§ REQUIRED WORK: Put each line of the entries below into a Markdown table with two columns, Row and Entry Line, numbering the rows. Leave out blank lines and the pictures.
-- start of DATASET CONTENT --
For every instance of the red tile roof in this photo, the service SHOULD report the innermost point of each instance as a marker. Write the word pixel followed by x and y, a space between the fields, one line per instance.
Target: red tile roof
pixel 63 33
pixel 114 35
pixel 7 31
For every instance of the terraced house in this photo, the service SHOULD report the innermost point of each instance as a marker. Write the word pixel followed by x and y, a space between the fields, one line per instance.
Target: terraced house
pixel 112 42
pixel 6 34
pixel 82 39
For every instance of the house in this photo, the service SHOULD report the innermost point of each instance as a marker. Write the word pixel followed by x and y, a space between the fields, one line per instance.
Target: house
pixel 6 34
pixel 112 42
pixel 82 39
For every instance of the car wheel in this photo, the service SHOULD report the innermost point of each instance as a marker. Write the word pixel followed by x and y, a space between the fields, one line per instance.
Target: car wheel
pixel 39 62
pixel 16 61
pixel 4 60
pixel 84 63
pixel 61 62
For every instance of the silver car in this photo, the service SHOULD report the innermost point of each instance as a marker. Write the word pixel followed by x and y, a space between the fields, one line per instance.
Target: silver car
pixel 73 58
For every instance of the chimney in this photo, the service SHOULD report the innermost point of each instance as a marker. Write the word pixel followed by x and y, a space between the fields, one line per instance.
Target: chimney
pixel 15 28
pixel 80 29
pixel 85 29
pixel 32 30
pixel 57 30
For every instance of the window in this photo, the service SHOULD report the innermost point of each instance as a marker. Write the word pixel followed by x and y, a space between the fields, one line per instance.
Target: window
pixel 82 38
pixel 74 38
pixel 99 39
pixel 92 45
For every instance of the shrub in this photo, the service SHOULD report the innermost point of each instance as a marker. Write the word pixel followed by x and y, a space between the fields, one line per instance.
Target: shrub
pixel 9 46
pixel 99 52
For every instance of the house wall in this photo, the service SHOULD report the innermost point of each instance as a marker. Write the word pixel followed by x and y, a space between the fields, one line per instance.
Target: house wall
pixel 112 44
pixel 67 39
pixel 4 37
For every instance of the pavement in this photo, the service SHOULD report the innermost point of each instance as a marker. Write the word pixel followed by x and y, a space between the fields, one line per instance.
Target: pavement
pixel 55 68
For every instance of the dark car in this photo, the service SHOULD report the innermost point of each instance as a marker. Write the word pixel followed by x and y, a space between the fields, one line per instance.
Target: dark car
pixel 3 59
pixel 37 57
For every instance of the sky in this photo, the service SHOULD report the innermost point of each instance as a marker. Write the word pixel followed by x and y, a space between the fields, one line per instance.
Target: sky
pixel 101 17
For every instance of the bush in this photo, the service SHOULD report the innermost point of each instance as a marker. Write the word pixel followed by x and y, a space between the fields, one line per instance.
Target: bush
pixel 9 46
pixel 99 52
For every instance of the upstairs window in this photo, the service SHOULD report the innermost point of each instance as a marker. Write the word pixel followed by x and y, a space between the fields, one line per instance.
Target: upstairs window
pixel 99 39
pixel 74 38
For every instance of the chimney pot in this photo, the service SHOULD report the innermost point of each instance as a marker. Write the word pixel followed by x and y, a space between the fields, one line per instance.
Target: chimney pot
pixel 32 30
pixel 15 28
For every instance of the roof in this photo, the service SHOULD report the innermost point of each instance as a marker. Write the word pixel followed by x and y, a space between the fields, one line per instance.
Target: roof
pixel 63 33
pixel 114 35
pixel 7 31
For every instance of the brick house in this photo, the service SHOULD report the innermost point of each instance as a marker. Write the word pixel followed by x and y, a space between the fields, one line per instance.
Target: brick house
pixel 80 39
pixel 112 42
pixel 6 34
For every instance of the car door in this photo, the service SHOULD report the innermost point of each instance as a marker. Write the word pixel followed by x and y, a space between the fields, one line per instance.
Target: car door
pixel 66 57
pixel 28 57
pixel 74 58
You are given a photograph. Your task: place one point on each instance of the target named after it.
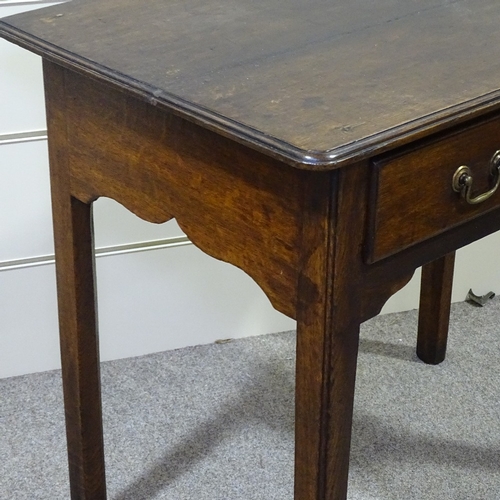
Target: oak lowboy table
(328, 148)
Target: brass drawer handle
(462, 181)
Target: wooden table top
(313, 82)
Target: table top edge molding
(320, 160)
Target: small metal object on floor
(479, 300)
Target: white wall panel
(25, 214)
(148, 302)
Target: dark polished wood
(312, 144)
(434, 313)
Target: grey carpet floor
(216, 422)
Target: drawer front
(412, 197)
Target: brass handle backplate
(462, 181)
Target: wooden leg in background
(79, 347)
(434, 313)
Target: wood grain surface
(312, 81)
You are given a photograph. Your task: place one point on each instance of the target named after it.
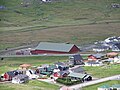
-- end of DATASET CONTENT --
§ ANSWER TO THIS EXERCISE:
| Row | Entry Line |
|---|---|
| 1 | For every instance of the red tile roof in this photo, the service SHOULD report the innermost point of each instance as a marker. Write the word pixel followed by x and y, a space between the fields, one line per instance. |
| 2 | Target: red tile roof |
| 3 | pixel 63 33 |
| 4 | pixel 114 35 |
| 5 | pixel 7 31 |
| 6 | For every instance of the terraced house in this photo, the service SHOULD report the innermost point of each instance as a marker. Write the word pixel followed by x and y, a space between the fields, one line per instance. |
| 7 | Target: terraced house |
| 8 | pixel 112 42 |
| 9 | pixel 6 34 |
| 10 | pixel 82 39 |
| 11 | For every instance of the house in this photo, the service SHOULD report the innermost point of each instance as a marker. Write the word pixel followed by x and y, a space between the fields, one line per instance. |
| 12 | Target: house |
| 13 | pixel 6 34 |
| 14 | pixel 112 42 |
| 15 | pixel 82 39 |
| 16 | For every instance of the car wheel in this photo, the service SHOULD report the innermost point of each instance as a marker. Write the word pixel followed by x and y, a space between the fields, one line per instance. |
| 17 | Target: car wheel |
| 18 | pixel 39 62 |
| 19 | pixel 16 61 |
| 20 | pixel 4 60 |
| 21 | pixel 84 63 |
| 22 | pixel 61 62 |
| 23 | For every instance of the silver car in this photo, the service SHOULD report the innermost point of each instance as a marker. Write the word pixel followed by x and y, a space between the fields, one line per instance. |
| 24 | Target: silver car |
| 25 | pixel 73 58 |
| 26 | For every instance of the chimney in this photo, the service SHOULD report the innermost point of each instance as a marker. Write the word pixel followed by x and y, a space between the fields, one line per instance. |
| 27 | Target: chimney |
| 28 | pixel 15 28 |
| 29 | pixel 80 29 |
| 30 | pixel 85 29 |
| 31 | pixel 32 30 |
| 32 | pixel 57 30 |
| 33 | For every instance of the window in this photo, the service SHOULD report the innermost point of each instance as a marker. Write the word pixel followed by x and y, a space between the fields, one line per instance. |
| 34 | Target: window |
| 35 | pixel 82 38 |
| 36 | pixel 74 38 |
| 37 | pixel 99 39 |
| 38 | pixel 92 45 |
| 39 | For every instance of the shrub in this photo, the service SHOULD report the innermost point of each instance as a marker. Write the word pixel followed by x and y, a space between the fields, one line per instance. |
| 40 | Target: shrub |
| 41 | pixel 9 46 |
| 42 | pixel 99 52 |
| 43 | For every instance of the house wall in this photo, the service SHOULD report the innermost point of each instance as a marker. Write the word pixel followed by x and y, a space between the fields, one line per instance. |
| 44 | Target: house wall |
| 45 | pixel 112 44 |
| 46 | pixel 67 39 |
| 47 | pixel 4 37 |
| 48 | For every instance of the pavement in this photo, the service SHOULD report the innermost point of each instance as a marker. Write the word pixel followed by x and y, a space between the fields, one line per instance. |
| 49 | Target: pavement |
| 50 | pixel 55 68 |
| 51 | For every instance of the dark car in this photo, the service SHOULD report the innermost point of each instance as a marker. Write the word pixel followed by x and y, a space between the fields, one line per instance. |
| 52 | Target: dark car |
| 53 | pixel 3 59 |
| 54 | pixel 37 57 |
| 55 | For every instance of the sky in this photo, the service SHOULD report the innermost point of each instance as a marker. Write the word pixel followed by x and y, a space between the fields, one line per instance. |
| 56 | Target: sky |
| 57 | pixel 101 17 |
| 58 | For every instance of the bush in this photo, the service SHOULD report the innermost point of each instance as a marker. Write the word pixel followed by x and y, a space between the fields, one line per instance. |
| 59 | Target: bush |
| 60 | pixel 9 46 |
| 61 | pixel 99 52 |
| 62 | For every instance of the upstairs window in this photo, the service SHOULD report the innermost point of each instance as a marker. Write the word pixel followed by x and y, a space between the fields, one line per instance. |
| 63 | Target: upstairs window |
| 64 | pixel 99 39 |
| 65 | pixel 74 38 |
| 66 | For every instance of the chimney pot in this photo, the service SHOULD report the innermost point of each instance as a marker. Write the word pixel followed by x and y, a space between the fields, one line per instance. |
| 67 | Target: chimney pot |
| 68 | pixel 32 30 |
| 69 | pixel 15 28 |
| 70 | For every instance of the roof in this photo, the service SHOULD report the innermost point of each instance as a marker. Write the word pixel followed by x and y, a space between the fields, one line per instance. |
| 71 | Target: roof |
| 72 | pixel 63 33 |
| 73 | pixel 114 35 |
| 74 | pixel 7 31 |
| 75 | For every instance of the brick house in this photo, the service SHOULD report the innermost point of each instance as a marker. Write the word pixel followed by x and y, a space between the fields, one line per instance. |
| 76 | Target: brick house |
| 77 | pixel 80 39 |
| 78 | pixel 112 42 |
| 79 | pixel 6 34 |
| 80 | For every instance of the car door in this photo, the service SHOULD report the innermost point of each instance as a marker. Write the word pixel followed by x and y, a space between the fields, one line per instance. |
| 81 | Target: car door |
| 82 | pixel 66 57 |
| 83 | pixel 28 57 |
| 84 | pixel 74 58 |
| 85 | You are given a photograph. Your task: place one point on each instance of the target named after it. |
| 86 | Target: oak lowboy table |
| 87 | (328, 148) |
| 88 | Target: brass drawer handle |
| 89 | (462, 181) |
| 90 | Target: wooden table top |
| 91 | (313, 82) |
| 92 | Target: table top edge molding |
| 93 | (320, 160) |
| 94 | Target: small metal object on floor |
| 95 | (479, 300) |
| 96 | Target: white wall panel |
| 97 | (25, 214) |
| 98 | (148, 302) |
| 99 | Target: dark polished wood |
| 100 | (312, 144) |
| 101 | (434, 313) |
| 102 | Target: grey carpet floor |
| 103 | (216, 422) |
| 104 | Target: drawer front |
| 105 | (412, 197) |
| 106 | Target: brass handle backplate |
| 107 | (462, 181) |
| 108 | Target: wooden leg in background |
| 109 | (79, 347) |
| 110 | (434, 313) |
| 111 | Target: wood grain surface |
| 112 | (312, 81) |
| 113 | You are given a photograph. Your task: place one point on each instance of the target named after it. |